[WRITTEN TASK]
From the page reporting post, extract the passage starting at "Re: [RFC][PATCH v12" and ending at "2 in bitmaps.".

Re: [RFC][PATCH v12 0/2] mm: Support for page reporting

From: David Hildenbrand
Date: Wed Sep 11 2019 - 08:30:30 EST

On 12.08.19 15:12, Nitesh Narayan Lal wrote:
> This patch series proposes an efficient mechanism for reporting free memory
> from a guest to its hypervisor. It especially enables guests with no page cache
> (e.g., nvdimm, virtio-pmem) or with small page caches (e.g., ram > disk) to
> rapidly hand back free memory to the hypervisor.
> This approach has a minimal impact on the existing core-mm infrastructure.
> This approach tracks all freed pages of the order MAX_ORDER - 2 in bitmaps.
> A new hook after buddy merging is used to set the bits in the bitmap for a freed
> page. Each set bit is cleared after they are processed/checked for
> re-allocation.
> Bitmaps are stored on a per-zone basis and are protected by the zone lock. A
> workqueue asynchronously processes the bitmaps as soon as a pre-defined memory
> threshold is met, trying to isolate and report pages that are still free.

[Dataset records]
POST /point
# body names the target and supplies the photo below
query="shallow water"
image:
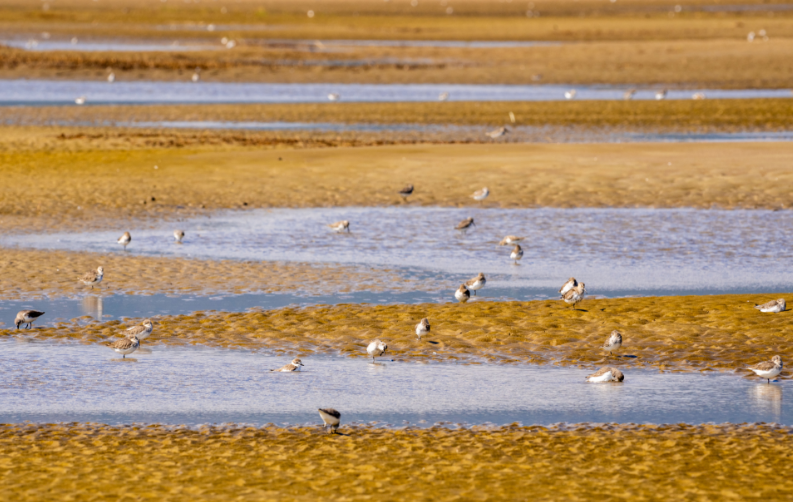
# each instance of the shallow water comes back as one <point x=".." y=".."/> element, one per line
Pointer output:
<point x="54" y="383"/>
<point x="49" y="92"/>
<point x="616" y="252"/>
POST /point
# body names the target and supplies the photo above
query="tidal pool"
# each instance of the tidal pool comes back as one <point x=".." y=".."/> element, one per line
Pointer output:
<point x="78" y="383"/>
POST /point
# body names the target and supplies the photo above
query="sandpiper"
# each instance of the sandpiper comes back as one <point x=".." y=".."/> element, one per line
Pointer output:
<point x="125" y="346"/>
<point x="606" y="374"/>
<point x="141" y="331"/>
<point x="93" y="278"/>
<point x="481" y="195"/>
<point x="509" y="240"/>
<point x="575" y="295"/>
<point x="331" y="417"/>
<point x="407" y="191"/>
<point x="376" y="348"/>
<point x="614" y="342"/>
<point x="497" y="133"/>
<point x="477" y="282"/>
<point x="293" y="366"/>
<point x="516" y="254"/>
<point x="340" y="226"/>
<point x="125" y="239"/>
<point x="27" y="317"/>
<point x="465" y="224"/>
<point x="422" y="328"/>
<point x="772" y="306"/>
<point x="462" y="294"/>
<point x="768" y="369"/>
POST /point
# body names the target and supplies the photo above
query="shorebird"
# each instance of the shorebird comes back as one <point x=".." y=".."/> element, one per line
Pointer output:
<point x="407" y="191"/>
<point x="465" y="224"/>
<point x="516" y="254"/>
<point x="27" y="317"/>
<point x="606" y="374"/>
<point x="422" y="328"/>
<point x="509" y="240"/>
<point x="340" y="226"/>
<point x="141" y="331"/>
<point x="93" y="278"/>
<point x="293" y="366"/>
<point x="575" y="295"/>
<point x="768" y="369"/>
<point x="614" y="342"/>
<point x="772" y="306"/>
<point x="497" y="133"/>
<point x="125" y="346"/>
<point x="477" y="282"/>
<point x="331" y="417"/>
<point x="462" y="294"/>
<point x="376" y="348"/>
<point x="125" y="239"/>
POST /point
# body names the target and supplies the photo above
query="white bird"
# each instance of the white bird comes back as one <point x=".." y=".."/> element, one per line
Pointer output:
<point x="376" y="348"/>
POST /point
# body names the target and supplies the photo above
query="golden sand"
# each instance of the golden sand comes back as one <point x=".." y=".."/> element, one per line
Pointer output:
<point x="668" y="462"/>
<point x="679" y="333"/>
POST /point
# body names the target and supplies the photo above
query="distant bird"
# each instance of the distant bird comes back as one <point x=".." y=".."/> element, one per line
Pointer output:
<point x="93" y="278"/>
<point x="509" y="240"/>
<point x="516" y="254"/>
<point x="376" y="348"/>
<point x="614" y="342"/>
<point x="476" y="283"/>
<point x="125" y="346"/>
<point x="340" y="226"/>
<point x="497" y="133"/>
<point x="768" y="369"/>
<point x="331" y="417"/>
<point x="462" y="294"/>
<point x="405" y="192"/>
<point x="422" y="328"/>
<point x="293" y="366"/>
<point x="606" y="374"/>
<point x="27" y="317"/>
<point x="125" y="239"/>
<point x="465" y="224"/>
<point x="772" y="306"/>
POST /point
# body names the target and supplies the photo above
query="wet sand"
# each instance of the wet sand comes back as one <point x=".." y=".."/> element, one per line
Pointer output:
<point x="303" y="463"/>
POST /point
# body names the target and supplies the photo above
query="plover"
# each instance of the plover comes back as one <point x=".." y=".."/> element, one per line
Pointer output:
<point x="614" y="342"/>
<point x="340" y="226"/>
<point x="462" y="294"/>
<point x="509" y="240"/>
<point x="772" y="306"/>
<point x="293" y="366"/>
<point x="768" y="369"/>
<point x="422" y="328"/>
<point x="465" y="224"/>
<point x="606" y="374"/>
<point x="93" y="278"/>
<point x="476" y="283"/>
<point x="516" y="254"/>
<point x="141" y="331"/>
<point x="481" y="195"/>
<point x="331" y="417"/>
<point x="125" y="346"/>
<point x="125" y="239"/>
<point x="497" y="133"/>
<point x="575" y="295"/>
<point x="27" y="317"/>
<point x="376" y="348"/>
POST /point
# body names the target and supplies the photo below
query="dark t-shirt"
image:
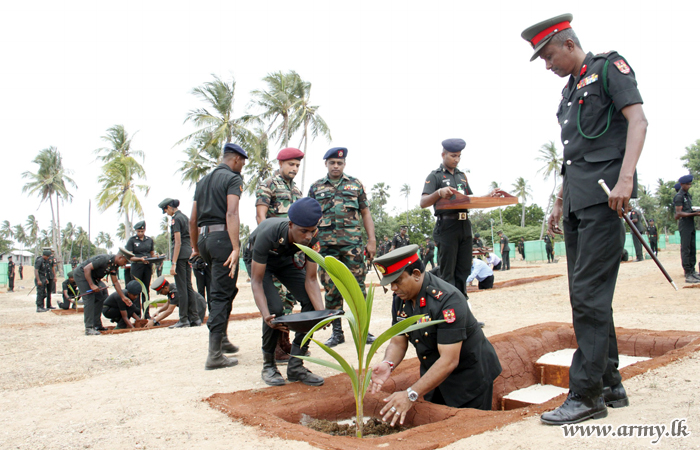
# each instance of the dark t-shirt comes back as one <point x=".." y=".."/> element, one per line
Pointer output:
<point x="181" y="224"/>
<point x="270" y="240"/>
<point x="211" y="195"/>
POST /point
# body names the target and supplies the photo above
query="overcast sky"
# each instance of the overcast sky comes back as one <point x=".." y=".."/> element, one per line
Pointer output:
<point x="392" y="79"/>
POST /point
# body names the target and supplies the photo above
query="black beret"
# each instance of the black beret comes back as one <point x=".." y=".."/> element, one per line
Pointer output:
<point x="235" y="148"/>
<point x="305" y="212"/>
<point x="336" y="152"/>
<point x="453" y="145"/>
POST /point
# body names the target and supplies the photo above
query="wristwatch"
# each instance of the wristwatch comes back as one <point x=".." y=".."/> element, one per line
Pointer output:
<point x="412" y="395"/>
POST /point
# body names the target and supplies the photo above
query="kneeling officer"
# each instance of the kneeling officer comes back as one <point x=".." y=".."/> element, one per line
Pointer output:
<point x="457" y="362"/>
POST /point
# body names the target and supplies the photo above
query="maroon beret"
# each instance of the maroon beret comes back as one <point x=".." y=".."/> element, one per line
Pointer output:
<point x="290" y="153"/>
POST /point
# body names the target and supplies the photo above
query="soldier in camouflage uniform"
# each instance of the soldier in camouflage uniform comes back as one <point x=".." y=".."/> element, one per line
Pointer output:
<point x="274" y="196"/>
<point x="345" y="205"/>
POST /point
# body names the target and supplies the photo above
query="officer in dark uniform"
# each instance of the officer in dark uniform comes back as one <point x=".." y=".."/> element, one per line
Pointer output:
<point x="117" y="311"/>
<point x="603" y="129"/>
<point x="270" y="252"/>
<point x="429" y="255"/>
<point x="215" y="218"/>
<point x="41" y="281"/>
<point x="457" y="363"/>
<point x="10" y="274"/>
<point x="635" y="217"/>
<point x="89" y="277"/>
<point x="505" y="250"/>
<point x="685" y="215"/>
<point x="549" y="247"/>
<point x="653" y="234"/>
<point x="400" y="239"/>
<point x="453" y="230"/>
<point x="142" y="247"/>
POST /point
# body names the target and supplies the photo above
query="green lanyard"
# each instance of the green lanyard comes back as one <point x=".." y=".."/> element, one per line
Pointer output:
<point x="610" y="111"/>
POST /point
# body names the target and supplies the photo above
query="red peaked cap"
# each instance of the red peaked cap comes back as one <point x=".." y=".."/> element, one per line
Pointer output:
<point x="290" y="153"/>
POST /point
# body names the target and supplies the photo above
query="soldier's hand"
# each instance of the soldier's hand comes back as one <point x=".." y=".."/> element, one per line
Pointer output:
<point x="232" y="261"/>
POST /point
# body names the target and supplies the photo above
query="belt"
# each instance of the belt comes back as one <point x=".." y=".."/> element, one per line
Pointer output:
<point x="455" y="216"/>
<point x="211" y="228"/>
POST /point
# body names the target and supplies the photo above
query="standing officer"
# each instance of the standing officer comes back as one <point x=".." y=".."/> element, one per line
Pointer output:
<point x="344" y="203"/>
<point x="270" y="253"/>
<point x="457" y="362"/>
<point x="653" y="234"/>
<point x="142" y="247"/>
<point x="453" y="230"/>
<point x="215" y="218"/>
<point x="400" y="239"/>
<point x="10" y="274"/>
<point x="634" y="217"/>
<point x="685" y="216"/>
<point x="41" y="281"/>
<point x="89" y="277"/>
<point x="181" y="250"/>
<point x="274" y="196"/>
<point x="505" y="250"/>
<point x="429" y="253"/>
<point x="549" y="247"/>
<point x="603" y="129"/>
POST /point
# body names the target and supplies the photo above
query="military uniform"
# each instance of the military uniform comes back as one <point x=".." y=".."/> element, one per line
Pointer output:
<point x="453" y="229"/>
<point x="278" y="195"/>
<point x="41" y="268"/>
<point x="73" y="291"/>
<point x="215" y="246"/>
<point x="593" y="233"/>
<point x="686" y="228"/>
<point x="142" y="271"/>
<point x="102" y="265"/>
<point x="549" y="248"/>
<point x="636" y="219"/>
<point x="340" y="230"/>
<point x="400" y="241"/>
<point x="470" y="385"/>
<point x="505" y="253"/>
<point x="10" y="276"/>
<point x="653" y="235"/>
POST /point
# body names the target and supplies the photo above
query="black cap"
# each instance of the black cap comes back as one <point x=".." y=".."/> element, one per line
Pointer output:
<point x="392" y="265"/>
<point x="541" y="33"/>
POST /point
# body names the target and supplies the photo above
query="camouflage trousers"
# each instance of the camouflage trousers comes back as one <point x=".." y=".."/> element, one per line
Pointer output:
<point x="350" y="255"/>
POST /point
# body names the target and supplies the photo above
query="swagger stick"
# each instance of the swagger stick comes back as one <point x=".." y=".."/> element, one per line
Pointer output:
<point x="636" y="232"/>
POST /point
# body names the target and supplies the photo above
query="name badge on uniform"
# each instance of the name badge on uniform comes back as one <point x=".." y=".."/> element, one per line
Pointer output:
<point x="588" y="80"/>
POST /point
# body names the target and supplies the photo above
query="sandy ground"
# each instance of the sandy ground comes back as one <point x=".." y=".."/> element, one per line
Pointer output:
<point x="61" y="389"/>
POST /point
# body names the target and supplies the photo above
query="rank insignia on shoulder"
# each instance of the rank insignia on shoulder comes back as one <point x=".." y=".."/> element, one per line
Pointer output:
<point x="449" y="315"/>
<point x="588" y="80"/>
<point x="622" y="66"/>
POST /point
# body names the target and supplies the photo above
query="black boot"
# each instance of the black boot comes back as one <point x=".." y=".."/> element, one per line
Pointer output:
<point x="297" y="372"/>
<point x="615" y="396"/>
<point x="338" y="337"/>
<point x="270" y="375"/>
<point x="576" y="408"/>
<point x="216" y="359"/>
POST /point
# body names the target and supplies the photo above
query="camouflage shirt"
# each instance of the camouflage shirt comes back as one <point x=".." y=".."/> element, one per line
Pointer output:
<point x="341" y="206"/>
<point x="276" y="194"/>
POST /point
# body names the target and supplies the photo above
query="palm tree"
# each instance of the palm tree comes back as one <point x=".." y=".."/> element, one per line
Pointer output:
<point x="307" y="116"/>
<point x="50" y="180"/>
<point x="496" y="185"/>
<point x="522" y="189"/>
<point x="119" y="175"/>
<point x="406" y="191"/>
<point x="552" y="166"/>
<point x="258" y="166"/>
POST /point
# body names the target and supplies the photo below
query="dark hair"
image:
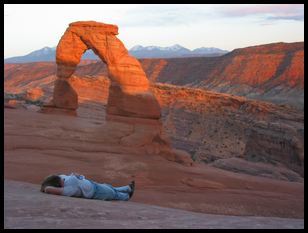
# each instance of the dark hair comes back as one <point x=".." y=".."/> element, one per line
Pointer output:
<point x="52" y="180"/>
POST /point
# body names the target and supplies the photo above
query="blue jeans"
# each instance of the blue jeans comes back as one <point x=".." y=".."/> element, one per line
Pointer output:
<point x="107" y="192"/>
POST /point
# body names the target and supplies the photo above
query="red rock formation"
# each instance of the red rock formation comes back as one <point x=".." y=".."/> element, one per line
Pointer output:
<point x="130" y="99"/>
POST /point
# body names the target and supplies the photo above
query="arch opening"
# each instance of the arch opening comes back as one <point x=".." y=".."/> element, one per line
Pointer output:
<point x="129" y="92"/>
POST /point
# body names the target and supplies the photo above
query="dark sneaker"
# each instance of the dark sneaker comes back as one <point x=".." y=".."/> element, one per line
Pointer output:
<point x="132" y="187"/>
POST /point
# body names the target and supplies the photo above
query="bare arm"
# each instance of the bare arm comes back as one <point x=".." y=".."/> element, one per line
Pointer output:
<point x="53" y="190"/>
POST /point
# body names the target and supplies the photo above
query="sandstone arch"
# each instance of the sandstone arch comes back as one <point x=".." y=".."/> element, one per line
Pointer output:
<point x="130" y="95"/>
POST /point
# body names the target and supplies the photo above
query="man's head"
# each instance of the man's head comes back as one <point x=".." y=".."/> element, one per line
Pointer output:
<point x="52" y="180"/>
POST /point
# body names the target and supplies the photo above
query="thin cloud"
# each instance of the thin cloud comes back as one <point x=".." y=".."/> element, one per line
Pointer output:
<point x="269" y="11"/>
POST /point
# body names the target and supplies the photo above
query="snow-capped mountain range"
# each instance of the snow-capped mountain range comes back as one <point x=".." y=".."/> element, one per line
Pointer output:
<point x="49" y="53"/>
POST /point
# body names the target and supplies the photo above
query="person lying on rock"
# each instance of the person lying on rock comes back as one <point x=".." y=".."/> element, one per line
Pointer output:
<point x="76" y="185"/>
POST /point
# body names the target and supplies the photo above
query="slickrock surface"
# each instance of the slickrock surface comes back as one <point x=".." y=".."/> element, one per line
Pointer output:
<point x="26" y="207"/>
<point x="45" y="144"/>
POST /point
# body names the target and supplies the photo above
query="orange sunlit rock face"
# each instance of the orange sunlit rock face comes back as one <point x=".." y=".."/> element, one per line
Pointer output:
<point x="124" y="70"/>
<point x="130" y="99"/>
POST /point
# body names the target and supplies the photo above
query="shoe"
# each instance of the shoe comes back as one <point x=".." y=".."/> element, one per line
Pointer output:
<point x="132" y="187"/>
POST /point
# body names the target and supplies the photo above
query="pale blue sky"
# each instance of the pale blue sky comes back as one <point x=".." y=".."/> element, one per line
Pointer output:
<point x="30" y="27"/>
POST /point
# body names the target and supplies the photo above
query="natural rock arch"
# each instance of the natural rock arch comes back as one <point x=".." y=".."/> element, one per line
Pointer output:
<point x="129" y="93"/>
<point x="130" y="99"/>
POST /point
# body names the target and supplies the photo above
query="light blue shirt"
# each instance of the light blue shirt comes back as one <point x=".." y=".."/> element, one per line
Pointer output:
<point x="77" y="187"/>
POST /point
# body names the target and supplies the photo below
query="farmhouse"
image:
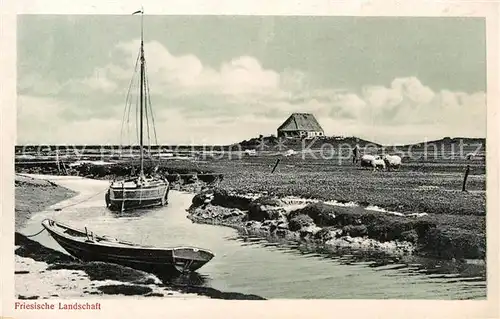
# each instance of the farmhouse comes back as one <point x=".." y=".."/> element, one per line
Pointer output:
<point x="300" y="125"/>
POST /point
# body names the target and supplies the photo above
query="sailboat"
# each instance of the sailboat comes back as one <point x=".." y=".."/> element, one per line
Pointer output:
<point x="139" y="190"/>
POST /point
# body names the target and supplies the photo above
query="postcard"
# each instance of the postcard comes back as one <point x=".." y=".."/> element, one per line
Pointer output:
<point x="250" y="158"/>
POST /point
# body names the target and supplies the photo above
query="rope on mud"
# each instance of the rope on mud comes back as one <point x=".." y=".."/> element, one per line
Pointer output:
<point x="81" y="201"/>
<point x="35" y="234"/>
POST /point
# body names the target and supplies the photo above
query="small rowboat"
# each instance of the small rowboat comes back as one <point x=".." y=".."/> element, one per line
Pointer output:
<point x="87" y="246"/>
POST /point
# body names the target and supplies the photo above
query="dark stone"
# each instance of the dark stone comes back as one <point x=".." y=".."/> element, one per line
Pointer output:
<point x="300" y="221"/>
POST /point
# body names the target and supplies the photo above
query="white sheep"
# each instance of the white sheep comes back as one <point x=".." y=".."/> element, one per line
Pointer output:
<point x="378" y="163"/>
<point x="372" y="161"/>
<point x="470" y="156"/>
<point x="392" y="161"/>
<point x="366" y="160"/>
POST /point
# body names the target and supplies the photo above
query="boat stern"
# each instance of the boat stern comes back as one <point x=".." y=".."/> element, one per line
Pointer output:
<point x="188" y="259"/>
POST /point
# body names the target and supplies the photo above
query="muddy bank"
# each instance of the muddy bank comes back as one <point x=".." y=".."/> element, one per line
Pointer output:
<point x="34" y="195"/>
<point x="180" y="178"/>
<point x="106" y="279"/>
<point x="335" y="226"/>
<point x="42" y="272"/>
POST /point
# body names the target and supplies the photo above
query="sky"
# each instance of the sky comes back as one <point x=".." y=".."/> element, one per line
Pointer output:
<point x="224" y="79"/>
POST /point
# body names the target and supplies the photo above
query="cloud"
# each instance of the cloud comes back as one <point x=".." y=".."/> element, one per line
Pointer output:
<point x="236" y="100"/>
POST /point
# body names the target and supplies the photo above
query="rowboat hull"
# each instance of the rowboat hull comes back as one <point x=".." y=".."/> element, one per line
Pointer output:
<point x="160" y="261"/>
<point x="126" y="195"/>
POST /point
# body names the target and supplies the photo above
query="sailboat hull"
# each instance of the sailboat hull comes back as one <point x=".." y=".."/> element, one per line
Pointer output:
<point x="126" y="195"/>
<point x="160" y="261"/>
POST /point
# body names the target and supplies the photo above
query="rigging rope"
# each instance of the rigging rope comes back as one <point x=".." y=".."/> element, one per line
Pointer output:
<point x="127" y="100"/>
<point x="151" y="108"/>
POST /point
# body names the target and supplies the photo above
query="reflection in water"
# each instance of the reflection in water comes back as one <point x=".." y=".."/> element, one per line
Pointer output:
<point x="271" y="270"/>
<point x="452" y="271"/>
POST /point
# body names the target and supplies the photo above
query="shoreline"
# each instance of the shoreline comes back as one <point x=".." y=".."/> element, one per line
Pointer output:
<point x="387" y="228"/>
<point x="331" y="226"/>
<point x="72" y="278"/>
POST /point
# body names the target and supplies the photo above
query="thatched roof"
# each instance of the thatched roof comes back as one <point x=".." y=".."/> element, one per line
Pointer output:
<point x="301" y="122"/>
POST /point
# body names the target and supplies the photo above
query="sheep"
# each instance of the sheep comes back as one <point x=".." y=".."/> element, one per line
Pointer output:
<point x="392" y="161"/>
<point x="378" y="163"/>
<point x="372" y="161"/>
<point x="366" y="160"/>
<point x="470" y="156"/>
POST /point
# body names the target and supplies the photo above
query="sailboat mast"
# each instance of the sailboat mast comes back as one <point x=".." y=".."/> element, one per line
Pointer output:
<point x="142" y="95"/>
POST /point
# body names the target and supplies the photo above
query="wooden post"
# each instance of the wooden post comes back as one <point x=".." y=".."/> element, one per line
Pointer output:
<point x="275" y="165"/>
<point x="467" y="170"/>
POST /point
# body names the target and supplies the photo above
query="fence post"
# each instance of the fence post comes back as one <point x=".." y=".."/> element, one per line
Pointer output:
<point x="467" y="170"/>
<point x="275" y="165"/>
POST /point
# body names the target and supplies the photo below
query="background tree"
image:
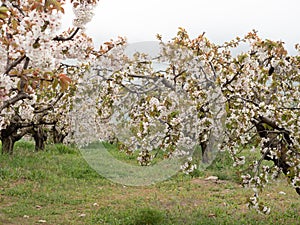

[EXERCISE RESULT]
Re: [RFC][PATCH v12 0/2] mm: Support for page reporting

From: David Hildenbrand
Date: Wed Sep 11 2019 - 08:30:30 EST

On 12.08.19 15:12, Nitesh Narayan Lal wrote:
> This patch series proposes an efficient mechanism for reporting free memory
> from a guest to its hypervisor. It especially enables guests with no page cache
> (e.g., nvdimm, virtio-pmem) or with small page caches (e.g., ram > disk) to
> rapidly hand back free memory to the hypervisor.
> This approach has a minimal impact on the existing core-mm infrastructure.
> This approach tracks all freed pages of the order MAX_ORDER - 2 in bitmaps.